Data extracted from a collection:
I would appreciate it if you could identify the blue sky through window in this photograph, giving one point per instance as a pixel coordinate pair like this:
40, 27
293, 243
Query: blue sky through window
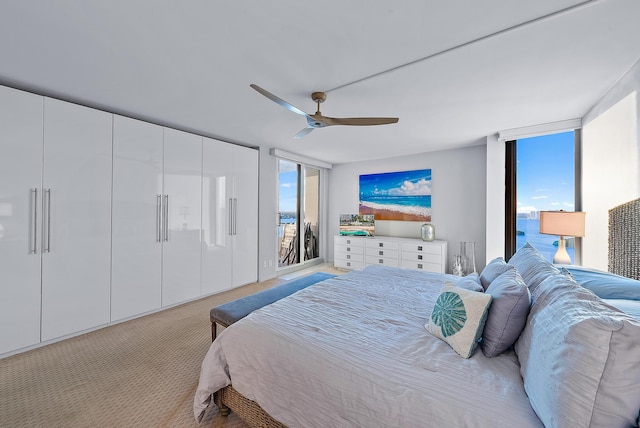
546, 173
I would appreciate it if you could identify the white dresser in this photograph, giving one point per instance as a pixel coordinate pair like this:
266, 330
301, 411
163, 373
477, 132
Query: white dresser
356, 252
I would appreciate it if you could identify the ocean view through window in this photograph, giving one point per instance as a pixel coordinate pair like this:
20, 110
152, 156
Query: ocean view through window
545, 181
298, 213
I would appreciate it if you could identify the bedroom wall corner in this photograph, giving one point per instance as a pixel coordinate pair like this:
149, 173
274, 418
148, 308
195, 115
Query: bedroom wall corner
610, 162
458, 197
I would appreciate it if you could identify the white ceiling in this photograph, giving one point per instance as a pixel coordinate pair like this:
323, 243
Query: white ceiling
453, 72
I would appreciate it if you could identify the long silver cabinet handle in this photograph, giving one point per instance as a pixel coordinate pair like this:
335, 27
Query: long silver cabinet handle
158, 218
235, 216
230, 216
47, 244
166, 218
34, 231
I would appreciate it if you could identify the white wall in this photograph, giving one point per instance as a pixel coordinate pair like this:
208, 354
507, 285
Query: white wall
458, 197
495, 193
610, 163
268, 216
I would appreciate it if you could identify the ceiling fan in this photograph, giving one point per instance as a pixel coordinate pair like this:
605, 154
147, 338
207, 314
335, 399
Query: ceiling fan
317, 120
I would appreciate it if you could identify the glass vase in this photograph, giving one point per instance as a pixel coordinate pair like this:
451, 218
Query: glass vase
468, 256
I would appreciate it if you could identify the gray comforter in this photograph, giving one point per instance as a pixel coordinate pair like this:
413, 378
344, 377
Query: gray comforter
352, 351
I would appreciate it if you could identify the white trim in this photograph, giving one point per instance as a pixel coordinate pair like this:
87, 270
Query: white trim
536, 130
299, 158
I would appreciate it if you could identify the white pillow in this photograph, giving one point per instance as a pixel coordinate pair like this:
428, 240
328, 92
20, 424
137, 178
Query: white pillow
458, 318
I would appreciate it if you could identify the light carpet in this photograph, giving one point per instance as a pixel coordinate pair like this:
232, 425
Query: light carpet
139, 373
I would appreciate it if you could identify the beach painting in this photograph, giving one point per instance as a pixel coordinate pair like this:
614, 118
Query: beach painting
404, 196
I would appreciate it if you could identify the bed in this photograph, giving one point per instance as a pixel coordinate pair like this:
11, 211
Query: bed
360, 350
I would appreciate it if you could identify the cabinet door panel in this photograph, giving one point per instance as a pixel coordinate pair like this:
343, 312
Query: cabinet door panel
182, 186
77, 173
20, 175
136, 243
245, 252
217, 246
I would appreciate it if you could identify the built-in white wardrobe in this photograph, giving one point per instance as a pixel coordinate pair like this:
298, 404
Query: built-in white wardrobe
104, 218
156, 217
230, 208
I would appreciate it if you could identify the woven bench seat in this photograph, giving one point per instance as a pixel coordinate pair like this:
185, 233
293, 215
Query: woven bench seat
228, 313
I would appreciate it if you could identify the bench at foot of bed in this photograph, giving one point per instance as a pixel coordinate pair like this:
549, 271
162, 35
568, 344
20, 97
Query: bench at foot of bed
228, 313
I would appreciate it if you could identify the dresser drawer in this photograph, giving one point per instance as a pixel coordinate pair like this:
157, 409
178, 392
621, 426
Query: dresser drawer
350, 257
423, 248
422, 257
425, 266
382, 244
386, 261
381, 252
349, 240
348, 264
350, 249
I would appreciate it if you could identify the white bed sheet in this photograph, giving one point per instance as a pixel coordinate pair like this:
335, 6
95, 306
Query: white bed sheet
352, 351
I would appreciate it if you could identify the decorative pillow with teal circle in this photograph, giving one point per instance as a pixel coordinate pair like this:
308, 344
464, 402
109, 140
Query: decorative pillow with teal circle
458, 318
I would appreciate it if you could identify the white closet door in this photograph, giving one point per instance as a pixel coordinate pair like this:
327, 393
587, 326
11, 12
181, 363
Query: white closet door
136, 271
217, 202
245, 245
182, 202
20, 176
77, 218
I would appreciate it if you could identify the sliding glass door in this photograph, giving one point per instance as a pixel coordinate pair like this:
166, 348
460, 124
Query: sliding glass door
299, 213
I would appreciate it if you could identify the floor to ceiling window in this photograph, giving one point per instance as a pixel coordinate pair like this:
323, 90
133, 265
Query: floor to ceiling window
542, 175
299, 213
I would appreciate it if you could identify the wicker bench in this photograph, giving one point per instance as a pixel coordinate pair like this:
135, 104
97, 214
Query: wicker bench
228, 313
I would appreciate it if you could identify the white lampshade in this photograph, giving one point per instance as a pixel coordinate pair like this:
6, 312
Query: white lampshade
562, 223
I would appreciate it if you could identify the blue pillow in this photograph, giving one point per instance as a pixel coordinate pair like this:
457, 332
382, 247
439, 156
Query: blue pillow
605, 285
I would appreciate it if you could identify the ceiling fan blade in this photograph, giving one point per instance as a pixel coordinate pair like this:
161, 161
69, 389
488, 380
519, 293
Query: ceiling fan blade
278, 100
304, 132
359, 121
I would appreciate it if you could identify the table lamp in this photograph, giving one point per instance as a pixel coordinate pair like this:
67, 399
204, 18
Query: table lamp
562, 223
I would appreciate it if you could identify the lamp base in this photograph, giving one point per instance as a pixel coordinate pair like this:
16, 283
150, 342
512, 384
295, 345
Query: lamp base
562, 257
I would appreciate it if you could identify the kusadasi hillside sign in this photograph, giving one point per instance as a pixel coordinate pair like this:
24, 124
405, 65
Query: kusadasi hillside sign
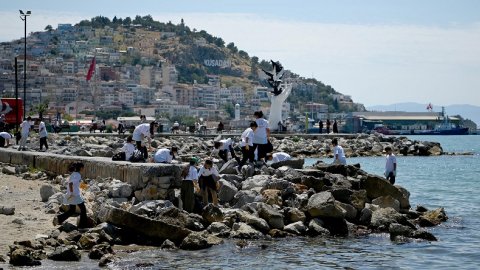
217, 63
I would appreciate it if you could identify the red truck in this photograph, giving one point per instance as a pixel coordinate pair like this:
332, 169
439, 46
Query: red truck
13, 111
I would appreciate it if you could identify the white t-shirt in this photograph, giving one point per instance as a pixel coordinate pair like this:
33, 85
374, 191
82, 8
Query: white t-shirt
280, 156
192, 174
25, 125
226, 144
141, 131
260, 134
389, 165
338, 150
42, 130
128, 148
6, 135
163, 156
208, 172
247, 134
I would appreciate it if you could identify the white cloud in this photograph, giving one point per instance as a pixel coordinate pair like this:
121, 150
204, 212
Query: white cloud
376, 64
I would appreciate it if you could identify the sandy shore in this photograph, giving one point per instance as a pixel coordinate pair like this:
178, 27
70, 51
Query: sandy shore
24, 195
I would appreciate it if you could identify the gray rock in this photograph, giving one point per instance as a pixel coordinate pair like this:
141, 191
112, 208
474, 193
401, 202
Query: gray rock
243, 197
297, 228
387, 201
219, 229
119, 189
46, 191
65, 253
227, 191
273, 217
323, 205
315, 228
212, 213
244, 231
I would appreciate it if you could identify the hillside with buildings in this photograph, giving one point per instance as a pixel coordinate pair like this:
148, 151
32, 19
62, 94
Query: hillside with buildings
152, 68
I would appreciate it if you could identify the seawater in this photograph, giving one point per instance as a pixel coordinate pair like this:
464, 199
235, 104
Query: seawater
451, 182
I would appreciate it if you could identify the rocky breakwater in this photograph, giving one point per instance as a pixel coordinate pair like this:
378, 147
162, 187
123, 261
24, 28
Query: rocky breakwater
362, 145
319, 201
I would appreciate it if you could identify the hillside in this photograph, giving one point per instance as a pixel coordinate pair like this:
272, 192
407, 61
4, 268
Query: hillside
194, 54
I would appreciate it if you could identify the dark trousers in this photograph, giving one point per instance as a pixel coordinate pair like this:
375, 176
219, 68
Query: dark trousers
391, 178
71, 211
247, 155
43, 141
223, 154
187, 195
143, 149
261, 152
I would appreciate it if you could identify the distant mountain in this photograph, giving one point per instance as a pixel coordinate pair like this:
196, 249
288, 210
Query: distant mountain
467, 111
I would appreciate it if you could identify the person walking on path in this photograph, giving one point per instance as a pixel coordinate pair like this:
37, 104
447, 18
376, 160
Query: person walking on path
25, 126
207, 179
338, 153
247, 145
42, 132
223, 147
73, 197
164, 155
261, 135
141, 131
390, 165
5, 138
189, 184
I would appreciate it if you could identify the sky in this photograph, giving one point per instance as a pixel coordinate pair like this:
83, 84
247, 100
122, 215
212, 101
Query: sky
377, 51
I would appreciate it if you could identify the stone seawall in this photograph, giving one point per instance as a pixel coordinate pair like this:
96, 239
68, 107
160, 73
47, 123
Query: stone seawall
148, 180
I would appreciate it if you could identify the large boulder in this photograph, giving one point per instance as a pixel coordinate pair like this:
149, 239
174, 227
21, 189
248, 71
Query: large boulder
292, 163
157, 229
387, 201
432, 218
65, 253
227, 191
243, 197
378, 187
212, 213
244, 231
323, 205
297, 228
46, 191
119, 189
271, 215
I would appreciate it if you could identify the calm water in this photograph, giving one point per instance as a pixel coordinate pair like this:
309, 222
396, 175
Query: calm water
448, 181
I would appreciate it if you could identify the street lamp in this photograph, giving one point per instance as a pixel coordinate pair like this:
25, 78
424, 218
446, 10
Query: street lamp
24, 16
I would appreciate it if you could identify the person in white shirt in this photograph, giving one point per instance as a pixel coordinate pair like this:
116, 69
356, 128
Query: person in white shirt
222, 148
164, 155
338, 153
277, 157
189, 183
5, 138
141, 131
73, 197
128, 148
42, 133
247, 145
26, 125
390, 165
207, 177
261, 135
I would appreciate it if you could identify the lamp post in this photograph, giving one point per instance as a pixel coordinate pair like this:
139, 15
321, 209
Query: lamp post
24, 16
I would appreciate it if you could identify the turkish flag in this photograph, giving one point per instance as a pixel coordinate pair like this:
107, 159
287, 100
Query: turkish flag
91, 69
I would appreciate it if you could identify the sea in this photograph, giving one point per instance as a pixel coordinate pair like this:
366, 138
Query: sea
451, 182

* Task to carry out
Reproduce verbatim the stretch of the listing from the line containing "I would appreciate it if you could identify the large" through the end of the listing, with both ends included.

* Exercise answer
I would appreciate it if you could identify the large boulder in this photograph, giving one point per instance as a pixel coordinate pair like this:
149, 239
174, 227
21, 189
248, 71
Query: large boulder
292, 163
157, 229
387, 201
432, 218
65, 253
227, 191
243, 197
378, 187
212, 213
244, 231
323, 205
297, 228
46, 191
119, 189
271, 215
I would appreciate it if you could identify the calm water in this photograph, giving one point per instance as a pixel coordinate pair like this:
309, 222
396, 175
Query: calm water
448, 181
I would appreciate it if you could identify the street lamp in this photograph, giving one point per instance as a pixel coordinate pair like this:
25, 78
424, 218
446, 10
Query: street lamp
24, 16
I would appreciate it if you could identify the person in white shirt in this photograph, giving one point per instance as a pixel coordinate pair like this:
116, 69
356, 128
Query: person in white shirt
222, 148
164, 155
338, 153
277, 157
189, 183
5, 138
141, 131
73, 197
128, 148
42, 133
247, 145
26, 125
390, 165
207, 177
261, 135
I would appreciate it if you could identify the lamp post in this photograph, giving one point per instance as a pixel coordinate pair like this:
139, 15
321, 209
Query: lamp post
24, 16
I would appreciate it if you could identify the turkish flag in this photograph, giving one point per instance as a pixel coordinate pair like this:
107, 159
287, 100
Query: turkish flag
91, 69
I would appreciate it if you could identify the sea in this photograph, giving one point per instance as a pixel coordinate pair like this:
366, 138
Query: sea
451, 182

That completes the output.